§ WHAT THE TASK REQUIRES: Quote, verbatim, all material below, without pictures.

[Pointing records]
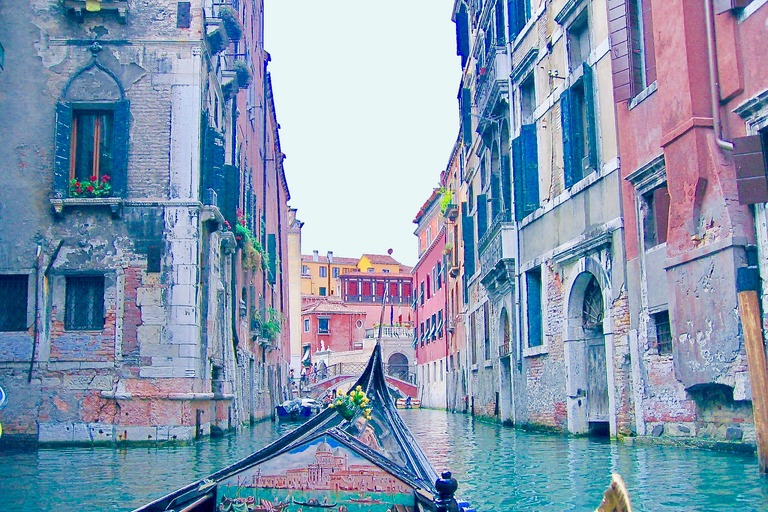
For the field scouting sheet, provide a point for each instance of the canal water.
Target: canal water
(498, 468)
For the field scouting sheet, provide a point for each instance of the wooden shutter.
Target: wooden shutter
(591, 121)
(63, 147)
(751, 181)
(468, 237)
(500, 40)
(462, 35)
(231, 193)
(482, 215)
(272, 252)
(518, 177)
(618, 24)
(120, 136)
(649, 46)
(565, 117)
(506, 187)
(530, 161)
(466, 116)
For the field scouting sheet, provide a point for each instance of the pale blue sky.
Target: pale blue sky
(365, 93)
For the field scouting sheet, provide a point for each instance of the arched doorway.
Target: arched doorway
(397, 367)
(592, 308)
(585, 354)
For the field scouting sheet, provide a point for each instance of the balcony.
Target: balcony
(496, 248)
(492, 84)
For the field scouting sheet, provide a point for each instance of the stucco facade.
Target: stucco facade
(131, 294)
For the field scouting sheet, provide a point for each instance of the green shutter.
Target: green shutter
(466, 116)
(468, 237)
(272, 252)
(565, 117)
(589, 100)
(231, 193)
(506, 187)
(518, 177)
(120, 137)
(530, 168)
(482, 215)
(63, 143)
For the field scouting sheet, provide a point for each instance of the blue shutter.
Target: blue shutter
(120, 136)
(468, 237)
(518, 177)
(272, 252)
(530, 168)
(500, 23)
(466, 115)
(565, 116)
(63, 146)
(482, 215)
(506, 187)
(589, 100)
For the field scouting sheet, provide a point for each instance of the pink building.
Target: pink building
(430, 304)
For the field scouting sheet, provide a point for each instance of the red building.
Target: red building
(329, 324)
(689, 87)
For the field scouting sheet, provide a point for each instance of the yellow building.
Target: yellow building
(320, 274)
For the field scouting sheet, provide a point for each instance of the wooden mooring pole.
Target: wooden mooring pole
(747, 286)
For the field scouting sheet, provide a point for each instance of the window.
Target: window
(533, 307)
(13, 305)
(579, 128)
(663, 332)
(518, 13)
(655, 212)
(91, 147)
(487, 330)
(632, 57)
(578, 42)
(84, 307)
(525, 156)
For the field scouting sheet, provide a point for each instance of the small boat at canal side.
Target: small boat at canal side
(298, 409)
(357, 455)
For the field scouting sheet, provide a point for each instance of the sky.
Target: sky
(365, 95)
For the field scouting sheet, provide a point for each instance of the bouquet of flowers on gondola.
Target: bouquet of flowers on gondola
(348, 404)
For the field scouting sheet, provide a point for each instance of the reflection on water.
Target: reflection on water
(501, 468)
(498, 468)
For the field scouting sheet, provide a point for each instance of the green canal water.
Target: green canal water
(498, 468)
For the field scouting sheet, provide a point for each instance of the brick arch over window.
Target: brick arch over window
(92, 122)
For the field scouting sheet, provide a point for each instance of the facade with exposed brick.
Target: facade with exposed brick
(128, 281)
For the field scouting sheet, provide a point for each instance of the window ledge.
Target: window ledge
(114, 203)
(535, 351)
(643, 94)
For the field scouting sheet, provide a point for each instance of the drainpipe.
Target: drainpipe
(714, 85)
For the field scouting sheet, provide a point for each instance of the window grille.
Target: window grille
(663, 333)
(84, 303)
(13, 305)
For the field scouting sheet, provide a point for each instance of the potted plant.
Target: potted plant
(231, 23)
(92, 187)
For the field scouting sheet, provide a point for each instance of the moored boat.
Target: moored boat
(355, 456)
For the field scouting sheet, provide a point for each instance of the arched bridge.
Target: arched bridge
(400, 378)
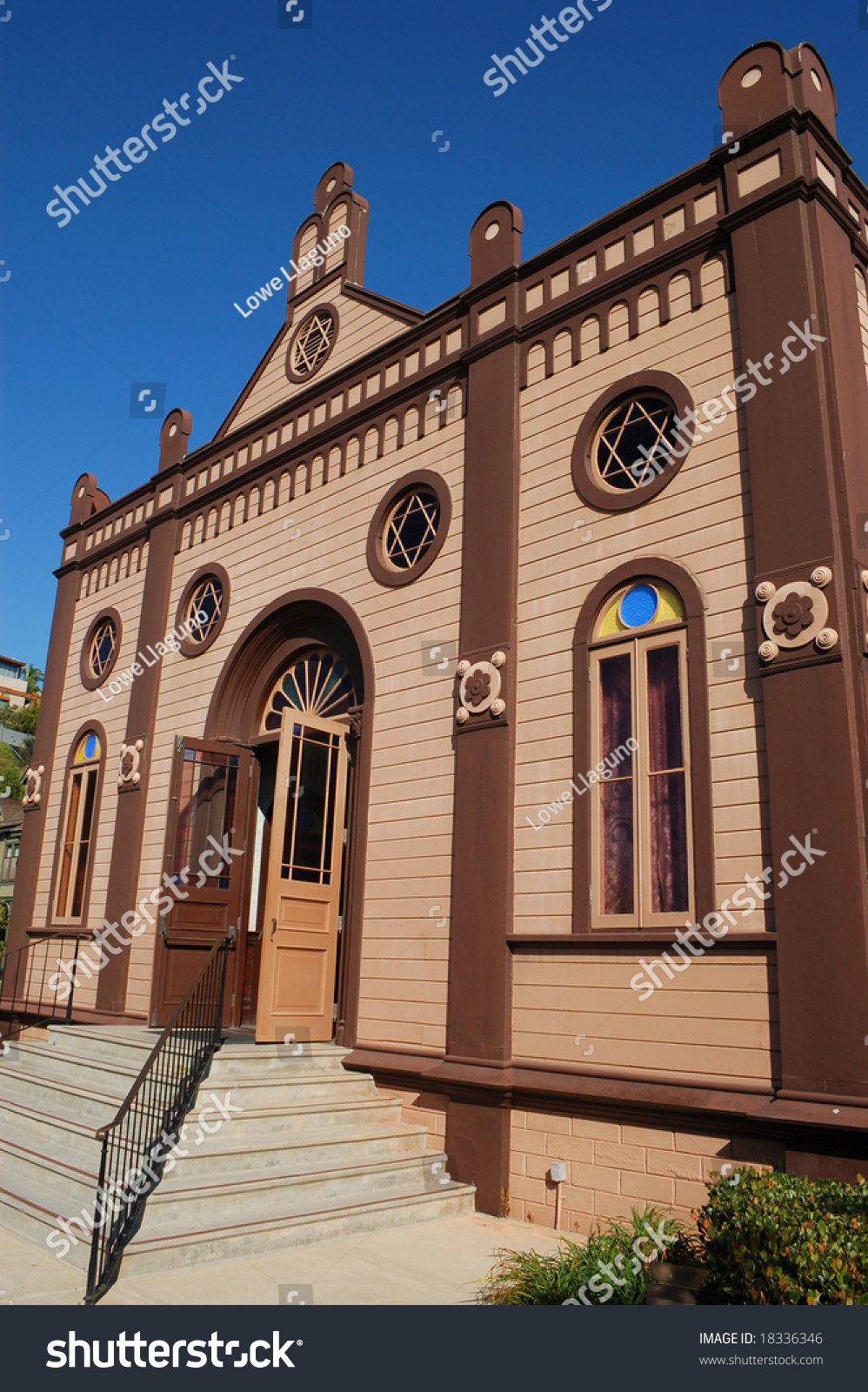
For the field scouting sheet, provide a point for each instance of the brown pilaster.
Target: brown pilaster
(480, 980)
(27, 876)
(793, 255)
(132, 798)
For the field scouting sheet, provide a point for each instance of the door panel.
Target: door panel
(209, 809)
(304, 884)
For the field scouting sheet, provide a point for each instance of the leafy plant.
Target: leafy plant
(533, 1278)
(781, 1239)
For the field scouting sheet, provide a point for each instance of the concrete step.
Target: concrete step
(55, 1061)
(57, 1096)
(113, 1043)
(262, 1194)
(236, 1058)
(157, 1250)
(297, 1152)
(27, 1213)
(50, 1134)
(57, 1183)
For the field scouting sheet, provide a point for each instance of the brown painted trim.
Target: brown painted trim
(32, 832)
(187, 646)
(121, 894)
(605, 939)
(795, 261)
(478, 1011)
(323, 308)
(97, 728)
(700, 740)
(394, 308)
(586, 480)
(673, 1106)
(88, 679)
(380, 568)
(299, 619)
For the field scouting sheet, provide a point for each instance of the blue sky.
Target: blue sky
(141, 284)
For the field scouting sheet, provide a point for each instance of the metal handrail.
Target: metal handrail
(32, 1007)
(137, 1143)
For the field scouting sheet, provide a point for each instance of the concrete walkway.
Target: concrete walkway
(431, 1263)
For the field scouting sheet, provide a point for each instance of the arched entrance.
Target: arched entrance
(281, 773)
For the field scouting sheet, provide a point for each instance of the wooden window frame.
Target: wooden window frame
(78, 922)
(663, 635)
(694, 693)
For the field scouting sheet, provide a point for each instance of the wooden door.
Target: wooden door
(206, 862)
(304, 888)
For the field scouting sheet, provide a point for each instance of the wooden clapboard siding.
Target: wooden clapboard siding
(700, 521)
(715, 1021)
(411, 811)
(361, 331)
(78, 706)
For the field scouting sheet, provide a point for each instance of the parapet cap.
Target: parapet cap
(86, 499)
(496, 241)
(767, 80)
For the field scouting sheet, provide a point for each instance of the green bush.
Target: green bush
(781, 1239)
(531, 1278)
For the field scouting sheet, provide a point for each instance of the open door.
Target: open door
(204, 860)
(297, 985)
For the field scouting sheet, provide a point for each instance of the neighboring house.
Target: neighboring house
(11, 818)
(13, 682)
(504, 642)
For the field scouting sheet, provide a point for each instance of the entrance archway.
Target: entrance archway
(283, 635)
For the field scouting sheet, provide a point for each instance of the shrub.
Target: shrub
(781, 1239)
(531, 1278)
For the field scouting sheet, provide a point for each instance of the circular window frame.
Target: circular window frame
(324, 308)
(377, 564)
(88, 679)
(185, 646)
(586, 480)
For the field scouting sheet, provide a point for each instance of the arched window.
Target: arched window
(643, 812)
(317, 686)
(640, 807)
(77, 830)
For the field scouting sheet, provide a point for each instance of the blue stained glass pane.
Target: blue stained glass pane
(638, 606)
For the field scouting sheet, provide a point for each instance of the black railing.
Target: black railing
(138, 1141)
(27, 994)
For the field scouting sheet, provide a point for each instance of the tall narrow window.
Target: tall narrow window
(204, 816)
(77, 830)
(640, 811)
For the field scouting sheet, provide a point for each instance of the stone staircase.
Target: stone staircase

§ ANSWER TO THIS PROBLEM:
For the field scouting sheet, provide a point for each instance of the canal water.
Target: canal water
(498, 468)
For the field scouting sheet, provide a point for each instance of the wooden shutter.
Target: wooden shutter
(591, 121)
(63, 147)
(751, 181)
(468, 237)
(500, 40)
(462, 35)
(231, 193)
(482, 215)
(272, 252)
(518, 177)
(618, 24)
(120, 136)
(649, 46)
(565, 117)
(506, 187)
(530, 161)
(466, 116)
For the field scouting sheet, provide a point for each instance of the pale blue sky.
Target: pale blue sky
(365, 93)
For the field scouting sheet, provide a point for each instance of the arched doorway.
Target: arched doorway
(397, 367)
(592, 308)
(585, 354)
For the field scouting sheet, provide a point for each instance of the balcony.
Target: balcony
(496, 248)
(492, 84)
For the field scouting sheet, provide a point for each instance of the stucco facade.
Target: stucco facade
(131, 294)
For the field scouting sheet, provide a point for each instance of the green shutter.
Target: green shutter
(466, 116)
(468, 237)
(272, 252)
(565, 117)
(589, 100)
(231, 193)
(506, 187)
(518, 177)
(120, 137)
(530, 168)
(482, 215)
(63, 143)
For the field scouting sheet, provide a point for each instance of the blue shutter.
Target: blue shutter
(120, 136)
(468, 237)
(518, 177)
(272, 252)
(530, 168)
(500, 23)
(466, 115)
(565, 116)
(63, 146)
(482, 215)
(506, 187)
(589, 100)
For the field scouting sheet, provide a point for each instance of the pink building.
Target: pink building
(430, 304)
For the field scouting sheet, provide a point for each instance of the red building.
Target: red building
(329, 324)
(689, 87)
For the field scouting sheet, provide a point for each instance of the yellow building.
Target: yellow building
(320, 274)
For the field scouting sheet, provide a point for each instance of the wooden mooring pole.
Target: wooden mooring pole
(747, 286)
For the field scouting sheet, provide a point for each instance of the window.
Target: window
(533, 307)
(13, 305)
(579, 128)
(663, 332)
(518, 13)
(655, 212)
(91, 147)
(487, 330)
(632, 57)
(578, 42)
(84, 307)
(525, 156)
For the field scouting sheet, provide a point for each instance of the small boat at canal side.
Target: small boat at canal side
(298, 409)
(357, 455)
For the field scouting sheet, provide a point for each instance of the sky.
Target: sky
(365, 95)
For the field scouting sheet, provide a point for each instance of the bouquet of flowers on gondola.
Target: bouquet of flowers on gondola
(348, 404)
For the field scouting sheet, provide a point for each instance of the reflection on water.
Target: reflection on water
(501, 468)
(498, 468)
For the field scouting sheet, provide a point for each instance of the green canal water.
Target: green canal water
(498, 468)
For the field scouting sheet, provide a point for each instance of the brick arch over window.
Target: brick arch over window
(92, 122)
For the field scouting sheet, provide a point for each instance of the facade with exposed brick.
Target: facade with exposed brick
(128, 281)
For the field scouting sheet, provide a point for each instance of the window ledge.
Target: window ledge
(114, 203)
(535, 351)
(643, 94)
For the field scouting sheet, provide a point for each instance of the drainpipe.
Target: drainpipe
(714, 85)
For the field scouting sheet, provide a point for each instance of the window grille.
Target: window grille
(663, 333)
(84, 303)
(13, 305)
For the field scouting sheet, provide a point for each instance of the potted plant.
Target: potted plant
(231, 23)
(92, 187)
For the field scouting sheet, provide a point for each instance of the moored boat.
Target: moored boat
(355, 456)
For the field scouting sheet, provide a point for each instance of the arched bridge.
Target: arched bridge
(400, 378)
For the field scouting sheet, provide a point for each instance of the brown pilaster.
Target: brown pilaster
(480, 980)
(27, 876)
(793, 255)
(132, 798)
For the field scouting sheet, provide a point for each instance of the door panel.
Target: door panel
(209, 809)
(304, 884)
For the field scouting sheet, provide a point for each instance of the leafy plant.
Target: leafy plant
(533, 1278)
(781, 1239)
For the field scouting sheet, provide a point for each instance of the concrete step.
Target: concrete step
(55, 1061)
(57, 1096)
(113, 1043)
(262, 1194)
(236, 1058)
(157, 1250)
(297, 1152)
(27, 1213)
(50, 1134)
(57, 1183)
For the field scouting sheet, provide a point for each instance of the brown painted trim.
Target: brown painted trim
(32, 832)
(187, 646)
(121, 894)
(605, 939)
(795, 261)
(478, 1011)
(323, 308)
(97, 728)
(700, 740)
(394, 308)
(586, 480)
(673, 1106)
(88, 679)
(380, 568)
(299, 619)
For the field scouting sheet, provide a point for each instance of the blue sky.
Target: blue sky
(141, 284)
For the field scouting sheet, provide a point for each instance of the metal handrail.
Target: metal handrail
(32, 1007)
(137, 1143)
For the field scouting sheet, provide a point for each instance of the concrete walkway.
Target: concrete walkway
(431, 1263)
For the field scouting sheet, provide a point for each instance of the arched entrance.
Target: arched entrance
(281, 773)
For the field scouting sheet, provide a point for each instance of the wooden window frame.
Target: wooden window frame
(78, 922)
(663, 635)
(694, 693)
For the field scouting sheet, provide a point for each instance of the wooden door.
Target: wooden door
(206, 862)
(304, 888)
For the field scouting sheet, provide a point for each instance of the wooden clapboard siding.
Target: wooden clapboard siding
(700, 521)
(715, 1021)
(411, 811)
(361, 331)
(78, 706)
For the field scouting sheet, provide a point for each instance of the parapet cap.
Target: parapet cap
(86, 499)
(496, 241)
(767, 80)
For the field scouting sheet, provide a point for each instance of the green bush.
Target: green bush
(781, 1239)
(531, 1278)
For the field scouting sheet, provide a point for each instance of the open door.
Target: open door
(204, 860)
(297, 985)
For the field scouting sheet, provide a point for each instance of the neighboring house.
Target: neighboring house
(11, 818)
(13, 682)
(504, 642)
For the field scouting sheet, provide a point for each instance of the entrance archway.
Target: entrance archway
(283, 635)
For the field scouting sheet, provide a point for each instance of the shrub.
Target: shrub
(781, 1239)
(531, 1278)
For the field scouting sheet, provide a point for each instance of the circular window frame.
Target: circular window frame
(324, 308)
(377, 564)
(88, 679)
(185, 646)
(586, 480)
For the field scouting sheet, provide a point for each instance of the arched window.
Target: arched window
(643, 812)
(317, 686)
(640, 807)
(77, 830)
For the field scouting sheet, provide a point for each instance of the blue stained glass pane.
Target: blue stained glass pane
(638, 606)
For the field scouting sheet, provide a point for each instance of the black railing.
Target: black railing
(138, 1141)
(27, 994)
For the field scouting sheet, provide a point for each instance of the tall narrow window.
Target: tall narrow window
(204, 816)
(77, 830)
(640, 811)
For the field scouting sheet, provide a point for each instance of the stone staircase.
Target: stone staircase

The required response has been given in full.